- _Task directions_:
Rewrite the material below, starting at the line that contains "Pinpoint each pinked" and ending at the end of the material, with "felt" replaced by "fabric" and everything else left unchanged. Give only those lines.

- _Data provided_:
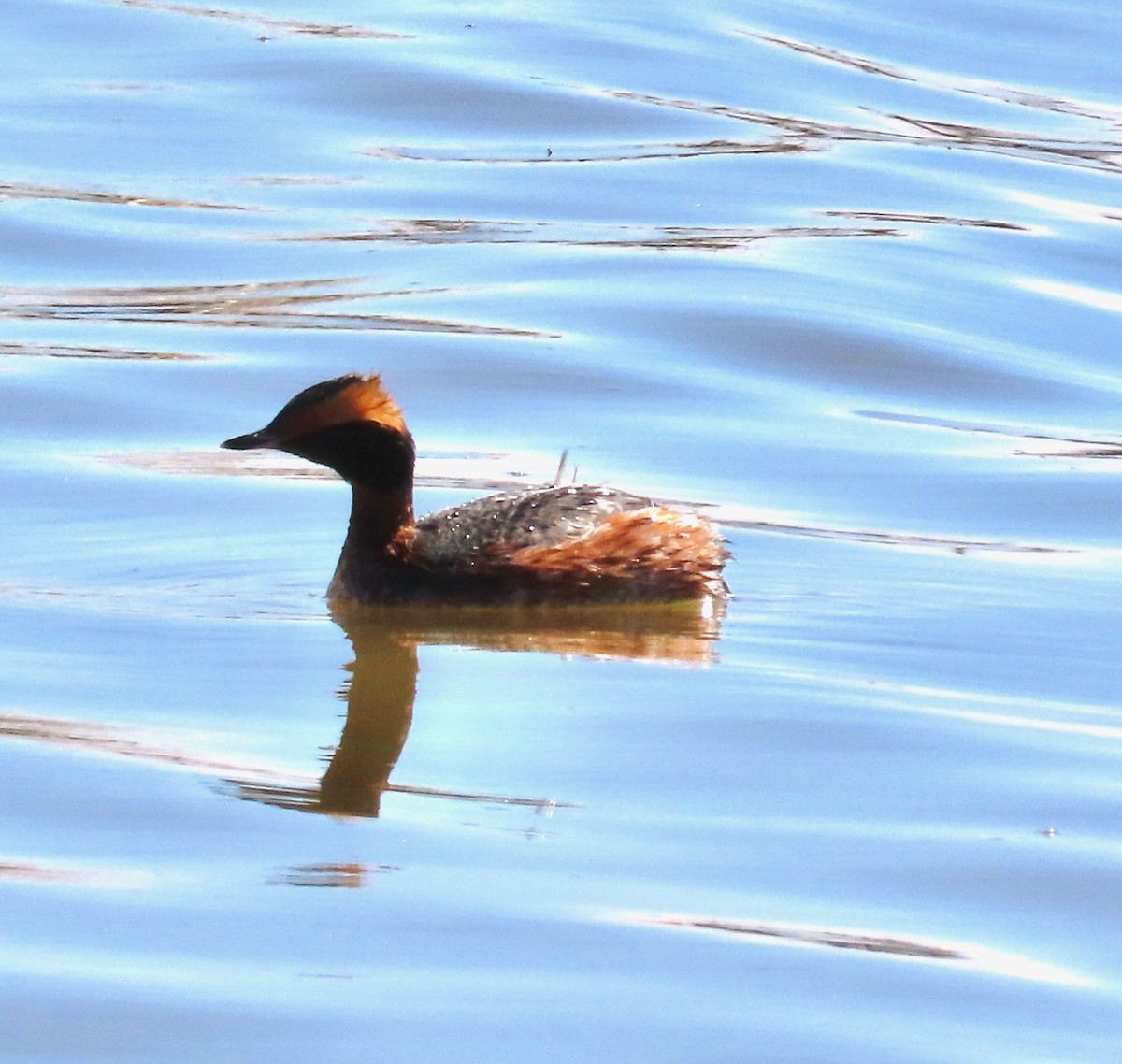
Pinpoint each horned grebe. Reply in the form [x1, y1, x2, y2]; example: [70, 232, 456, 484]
[223, 374, 728, 605]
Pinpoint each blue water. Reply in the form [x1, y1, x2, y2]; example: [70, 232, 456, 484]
[0, 0, 1122, 1064]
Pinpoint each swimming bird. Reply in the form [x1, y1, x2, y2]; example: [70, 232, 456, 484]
[223, 374, 728, 605]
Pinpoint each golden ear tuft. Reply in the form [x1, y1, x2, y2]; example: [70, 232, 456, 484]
[332, 374, 409, 433]
[266, 374, 409, 440]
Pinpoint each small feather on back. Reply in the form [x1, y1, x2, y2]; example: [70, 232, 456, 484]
[505, 506, 728, 595]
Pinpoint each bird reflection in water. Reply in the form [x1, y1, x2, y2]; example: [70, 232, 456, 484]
[225, 599, 723, 817]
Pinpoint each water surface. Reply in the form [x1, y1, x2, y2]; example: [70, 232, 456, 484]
[0, 0, 1122, 1064]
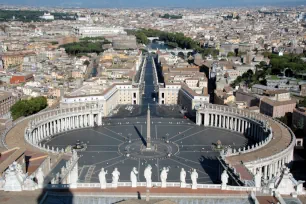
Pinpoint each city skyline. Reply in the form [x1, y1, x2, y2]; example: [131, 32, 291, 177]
[2, 0, 306, 8]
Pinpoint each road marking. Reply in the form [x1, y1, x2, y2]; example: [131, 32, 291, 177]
[95, 155, 122, 165]
[174, 129, 207, 142]
[169, 127, 194, 140]
[90, 129, 124, 142]
[175, 155, 216, 170]
[104, 127, 125, 138]
[137, 159, 140, 181]
[155, 125, 157, 139]
[169, 158, 208, 175]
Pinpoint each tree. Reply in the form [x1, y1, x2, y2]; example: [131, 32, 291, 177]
[83, 60, 90, 66]
[227, 52, 235, 57]
[10, 96, 48, 120]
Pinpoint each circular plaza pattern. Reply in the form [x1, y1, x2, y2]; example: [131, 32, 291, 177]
[42, 117, 252, 184]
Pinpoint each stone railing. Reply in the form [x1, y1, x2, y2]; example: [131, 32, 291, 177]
[72, 182, 256, 191]
[246, 119, 295, 165]
[203, 104, 273, 156]
[221, 133, 273, 156]
[23, 107, 100, 154]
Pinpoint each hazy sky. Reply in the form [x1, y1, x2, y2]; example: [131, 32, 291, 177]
[0, 0, 306, 8]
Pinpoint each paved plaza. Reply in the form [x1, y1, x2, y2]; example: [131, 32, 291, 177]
[45, 117, 248, 184]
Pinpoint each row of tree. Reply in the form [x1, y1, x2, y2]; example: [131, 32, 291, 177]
[10, 96, 48, 120]
[231, 61, 271, 88]
[127, 29, 219, 56]
[60, 37, 109, 55]
[0, 10, 76, 22]
[159, 13, 183, 19]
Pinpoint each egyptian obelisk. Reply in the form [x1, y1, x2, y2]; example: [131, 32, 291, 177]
[147, 105, 151, 150]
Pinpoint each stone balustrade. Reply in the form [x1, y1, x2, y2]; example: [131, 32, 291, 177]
[24, 107, 102, 153]
[196, 104, 295, 179]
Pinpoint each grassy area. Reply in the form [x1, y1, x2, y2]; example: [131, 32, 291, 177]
[267, 75, 279, 80]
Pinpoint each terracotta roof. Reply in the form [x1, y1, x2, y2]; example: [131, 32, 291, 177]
[261, 97, 296, 106]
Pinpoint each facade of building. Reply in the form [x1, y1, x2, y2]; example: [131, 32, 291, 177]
[74, 26, 127, 37]
[60, 84, 141, 116]
[112, 35, 137, 50]
[259, 97, 296, 118]
[10, 73, 34, 84]
[292, 107, 306, 134]
[0, 91, 17, 118]
[40, 13, 54, 20]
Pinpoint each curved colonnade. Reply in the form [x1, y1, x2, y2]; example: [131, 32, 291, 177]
[3, 104, 295, 186]
[24, 107, 102, 153]
[196, 104, 295, 180]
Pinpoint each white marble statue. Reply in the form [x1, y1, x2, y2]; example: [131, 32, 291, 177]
[221, 170, 229, 190]
[36, 167, 45, 188]
[269, 167, 306, 197]
[160, 167, 169, 188]
[112, 168, 120, 188]
[99, 168, 107, 189]
[254, 171, 261, 188]
[0, 176, 5, 189]
[130, 167, 138, 188]
[190, 169, 199, 189]
[23, 176, 38, 191]
[144, 164, 152, 188]
[3, 162, 23, 191]
[180, 168, 186, 188]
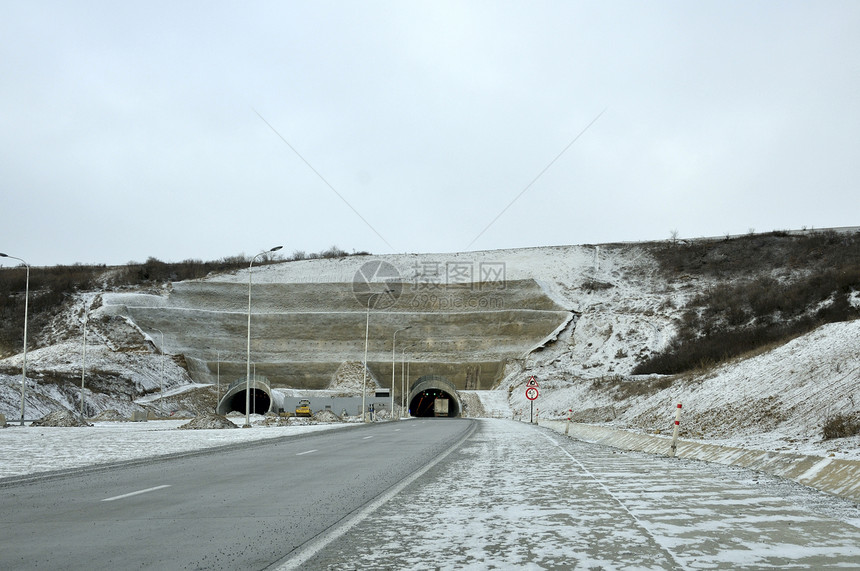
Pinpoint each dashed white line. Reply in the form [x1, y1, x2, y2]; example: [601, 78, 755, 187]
[102, 484, 170, 502]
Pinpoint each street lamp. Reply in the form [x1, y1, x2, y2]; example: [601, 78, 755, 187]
[153, 327, 164, 404]
[215, 350, 221, 414]
[391, 325, 412, 418]
[242, 246, 283, 428]
[361, 289, 394, 422]
[400, 343, 416, 418]
[81, 309, 89, 418]
[0, 253, 30, 426]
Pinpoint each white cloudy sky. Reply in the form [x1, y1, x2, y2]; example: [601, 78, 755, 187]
[0, 0, 860, 265]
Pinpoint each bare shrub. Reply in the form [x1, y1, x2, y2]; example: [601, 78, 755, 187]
[821, 413, 860, 440]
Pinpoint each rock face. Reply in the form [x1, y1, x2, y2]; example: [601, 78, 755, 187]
[104, 257, 572, 391]
[30, 410, 92, 426]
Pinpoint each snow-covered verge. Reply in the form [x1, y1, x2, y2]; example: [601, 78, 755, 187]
[0, 415, 356, 478]
[498, 321, 860, 459]
[0, 239, 860, 472]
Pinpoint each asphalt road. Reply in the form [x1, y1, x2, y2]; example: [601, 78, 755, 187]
[0, 419, 474, 570]
[300, 419, 860, 571]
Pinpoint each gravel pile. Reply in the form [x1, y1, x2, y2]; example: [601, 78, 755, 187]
[30, 409, 92, 426]
[179, 413, 239, 430]
[90, 408, 128, 421]
[313, 410, 341, 422]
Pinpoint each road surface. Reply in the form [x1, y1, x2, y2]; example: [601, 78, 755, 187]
[0, 419, 474, 570]
[298, 419, 860, 570]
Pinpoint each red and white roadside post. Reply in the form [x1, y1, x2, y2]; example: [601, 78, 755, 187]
[669, 403, 681, 458]
[526, 375, 540, 424]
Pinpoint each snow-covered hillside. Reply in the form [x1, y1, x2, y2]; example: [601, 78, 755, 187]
[0, 235, 860, 457]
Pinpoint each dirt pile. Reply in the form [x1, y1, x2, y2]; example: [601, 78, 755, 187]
[314, 410, 342, 422]
[30, 409, 92, 426]
[179, 413, 239, 430]
[90, 408, 128, 422]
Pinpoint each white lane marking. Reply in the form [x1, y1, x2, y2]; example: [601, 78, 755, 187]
[275, 423, 477, 571]
[102, 484, 170, 502]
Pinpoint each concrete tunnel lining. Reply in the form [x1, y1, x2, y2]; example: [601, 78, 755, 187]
[216, 377, 284, 415]
[406, 375, 462, 417]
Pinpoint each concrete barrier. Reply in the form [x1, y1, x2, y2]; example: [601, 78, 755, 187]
[540, 420, 860, 501]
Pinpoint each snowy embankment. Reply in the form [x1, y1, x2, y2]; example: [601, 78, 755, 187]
[509, 321, 860, 459]
[0, 415, 356, 478]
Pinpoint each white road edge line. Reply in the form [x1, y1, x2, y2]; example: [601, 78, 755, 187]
[275, 424, 477, 571]
[102, 484, 170, 502]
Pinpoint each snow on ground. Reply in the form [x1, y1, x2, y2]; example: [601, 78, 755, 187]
[306, 419, 860, 570]
[0, 415, 355, 478]
[0, 244, 860, 476]
[500, 321, 860, 459]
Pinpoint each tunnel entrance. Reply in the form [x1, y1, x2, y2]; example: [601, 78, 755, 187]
[216, 377, 284, 414]
[227, 387, 272, 414]
[409, 375, 460, 417]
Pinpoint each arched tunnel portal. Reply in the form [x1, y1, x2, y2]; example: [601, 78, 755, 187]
[407, 375, 461, 417]
[216, 377, 283, 415]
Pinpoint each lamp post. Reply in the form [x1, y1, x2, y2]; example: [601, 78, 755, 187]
[361, 289, 394, 422]
[152, 327, 164, 399]
[215, 350, 221, 414]
[242, 246, 283, 428]
[0, 253, 30, 426]
[81, 310, 89, 418]
[391, 325, 412, 417]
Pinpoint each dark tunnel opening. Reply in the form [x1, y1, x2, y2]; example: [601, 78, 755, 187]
[409, 389, 460, 417]
[229, 388, 272, 414]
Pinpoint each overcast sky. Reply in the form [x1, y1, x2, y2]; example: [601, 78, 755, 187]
[0, 0, 860, 266]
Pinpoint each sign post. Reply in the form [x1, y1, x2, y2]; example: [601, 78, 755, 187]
[526, 375, 540, 424]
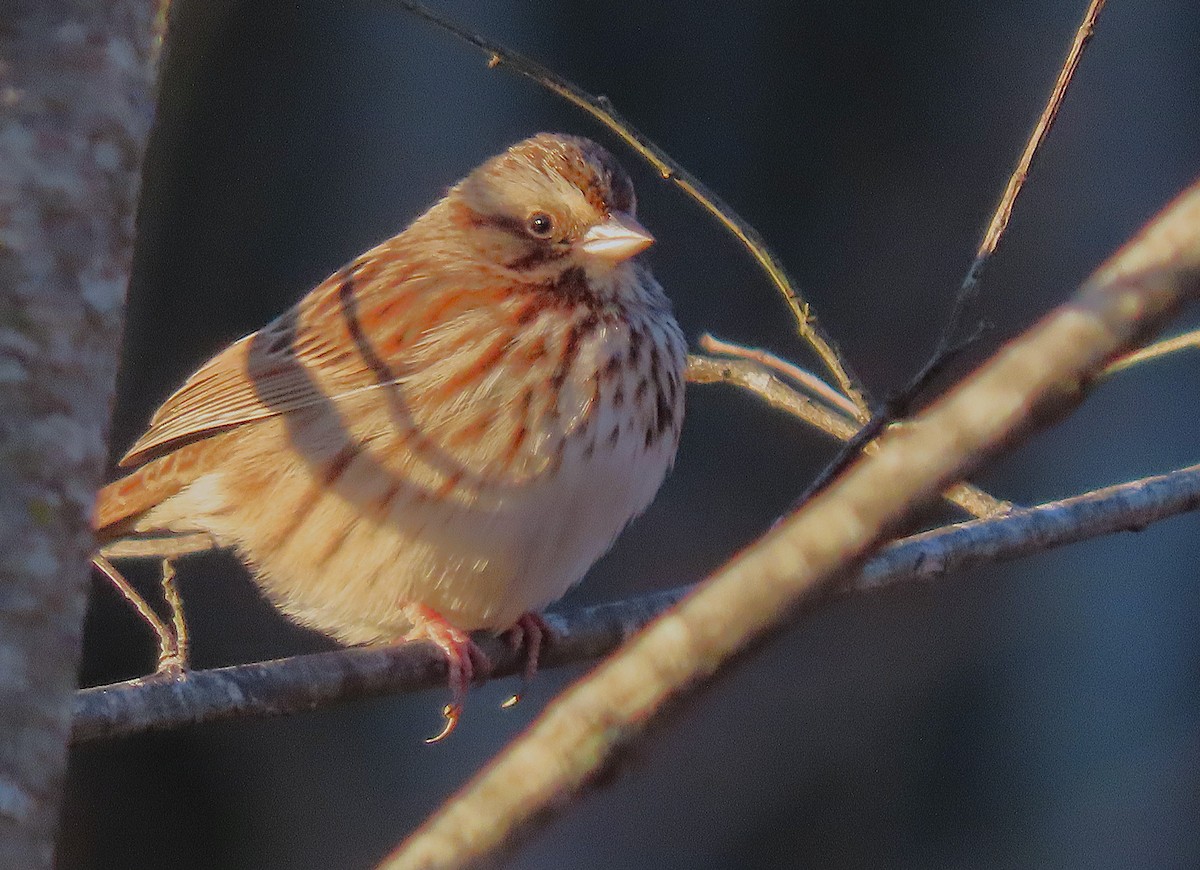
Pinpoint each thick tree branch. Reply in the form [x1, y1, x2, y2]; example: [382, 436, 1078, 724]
[0, 0, 156, 868]
[384, 177, 1200, 868]
[72, 466, 1200, 743]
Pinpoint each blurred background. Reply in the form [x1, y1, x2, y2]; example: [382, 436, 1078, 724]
[59, 0, 1200, 870]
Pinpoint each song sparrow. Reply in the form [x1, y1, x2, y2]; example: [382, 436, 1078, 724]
[95, 133, 685, 727]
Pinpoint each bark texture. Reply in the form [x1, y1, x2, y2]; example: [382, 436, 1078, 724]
[0, 0, 157, 870]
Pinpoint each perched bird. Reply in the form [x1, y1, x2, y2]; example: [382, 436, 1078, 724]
[95, 133, 686, 730]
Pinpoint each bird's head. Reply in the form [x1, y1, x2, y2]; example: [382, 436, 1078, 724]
[446, 133, 654, 282]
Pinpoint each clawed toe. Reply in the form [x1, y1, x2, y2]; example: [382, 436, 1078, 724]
[500, 613, 554, 709]
[404, 605, 492, 743]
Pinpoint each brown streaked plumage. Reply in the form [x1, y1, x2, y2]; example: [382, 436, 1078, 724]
[95, 134, 685, 734]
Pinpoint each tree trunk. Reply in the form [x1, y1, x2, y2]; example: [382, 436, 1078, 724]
[0, 0, 157, 870]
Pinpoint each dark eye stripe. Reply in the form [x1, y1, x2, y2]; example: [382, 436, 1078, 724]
[472, 214, 529, 239]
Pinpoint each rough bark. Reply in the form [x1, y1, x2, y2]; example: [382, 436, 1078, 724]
[0, 0, 156, 870]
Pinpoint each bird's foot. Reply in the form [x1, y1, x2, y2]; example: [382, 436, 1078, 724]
[404, 604, 492, 743]
[500, 613, 554, 709]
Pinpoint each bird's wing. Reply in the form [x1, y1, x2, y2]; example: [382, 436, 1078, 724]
[120, 248, 422, 467]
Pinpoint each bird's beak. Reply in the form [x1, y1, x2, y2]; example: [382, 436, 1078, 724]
[581, 211, 654, 263]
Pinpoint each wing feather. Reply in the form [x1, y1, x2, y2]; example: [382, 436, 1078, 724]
[120, 249, 425, 467]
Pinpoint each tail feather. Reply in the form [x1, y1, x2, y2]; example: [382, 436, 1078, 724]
[91, 439, 228, 544]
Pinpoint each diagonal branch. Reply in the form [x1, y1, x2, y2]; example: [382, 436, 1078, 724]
[384, 177, 1200, 870]
[72, 466, 1200, 743]
[797, 0, 1105, 506]
[379, 0, 869, 410]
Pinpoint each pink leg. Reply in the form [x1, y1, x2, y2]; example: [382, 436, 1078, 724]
[502, 613, 554, 709]
[404, 604, 492, 743]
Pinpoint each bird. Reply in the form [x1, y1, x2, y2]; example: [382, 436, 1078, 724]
[92, 133, 686, 738]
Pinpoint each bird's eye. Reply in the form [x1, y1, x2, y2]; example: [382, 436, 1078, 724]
[526, 211, 554, 239]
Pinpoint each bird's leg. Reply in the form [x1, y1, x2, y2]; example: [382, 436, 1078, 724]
[155, 559, 191, 677]
[404, 604, 492, 743]
[91, 553, 182, 673]
[500, 612, 554, 709]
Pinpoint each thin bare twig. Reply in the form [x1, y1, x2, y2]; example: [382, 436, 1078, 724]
[1100, 329, 1200, 378]
[688, 354, 1013, 517]
[390, 0, 870, 421]
[72, 466, 1200, 743]
[383, 177, 1200, 870]
[797, 0, 1105, 505]
[700, 332, 858, 420]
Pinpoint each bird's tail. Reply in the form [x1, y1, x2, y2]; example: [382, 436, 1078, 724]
[91, 442, 219, 545]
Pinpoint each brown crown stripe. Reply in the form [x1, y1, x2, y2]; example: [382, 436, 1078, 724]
[505, 242, 570, 272]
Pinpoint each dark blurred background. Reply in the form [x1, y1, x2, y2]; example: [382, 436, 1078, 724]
[59, 0, 1200, 870]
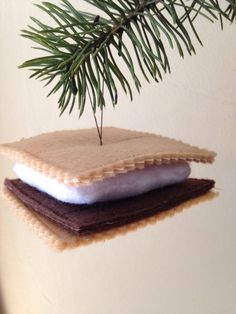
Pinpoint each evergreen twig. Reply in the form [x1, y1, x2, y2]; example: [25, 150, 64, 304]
[20, 0, 236, 143]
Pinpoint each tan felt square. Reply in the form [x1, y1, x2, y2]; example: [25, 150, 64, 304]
[0, 127, 215, 185]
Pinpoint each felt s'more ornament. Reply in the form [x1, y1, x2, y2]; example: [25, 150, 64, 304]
[0, 127, 215, 248]
[0, 0, 236, 249]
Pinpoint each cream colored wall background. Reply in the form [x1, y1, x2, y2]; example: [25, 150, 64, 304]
[0, 0, 236, 314]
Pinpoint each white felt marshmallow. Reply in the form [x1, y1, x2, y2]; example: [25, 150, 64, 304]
[14, 162, 190, 204]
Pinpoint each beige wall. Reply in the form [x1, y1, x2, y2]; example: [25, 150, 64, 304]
[0, 0, 236, 314]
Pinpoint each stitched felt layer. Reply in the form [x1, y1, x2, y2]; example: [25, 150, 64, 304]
[5, 179, 214, 235]
[0, 127, 215, 186]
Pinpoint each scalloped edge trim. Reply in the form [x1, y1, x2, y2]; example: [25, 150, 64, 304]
[0, 145, 216, 186]
[1, 187, 219, 252]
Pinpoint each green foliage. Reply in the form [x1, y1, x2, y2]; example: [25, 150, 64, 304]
[20, 0, 236, 116]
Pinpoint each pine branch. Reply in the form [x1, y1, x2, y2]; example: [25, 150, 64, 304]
[20, 0, 236, 120]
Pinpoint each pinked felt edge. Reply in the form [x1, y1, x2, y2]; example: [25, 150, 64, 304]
[0, 128, 216, 186]
[1, 187, 218, 252]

- _Result of this exercise_:
Pinpoint each pinked fabric edge. Reply in the form [x1, y1, x2, y2]; example: [25, 150, 64, 304]
[0, 128, 216, 186]
[1, 187, 218, 252]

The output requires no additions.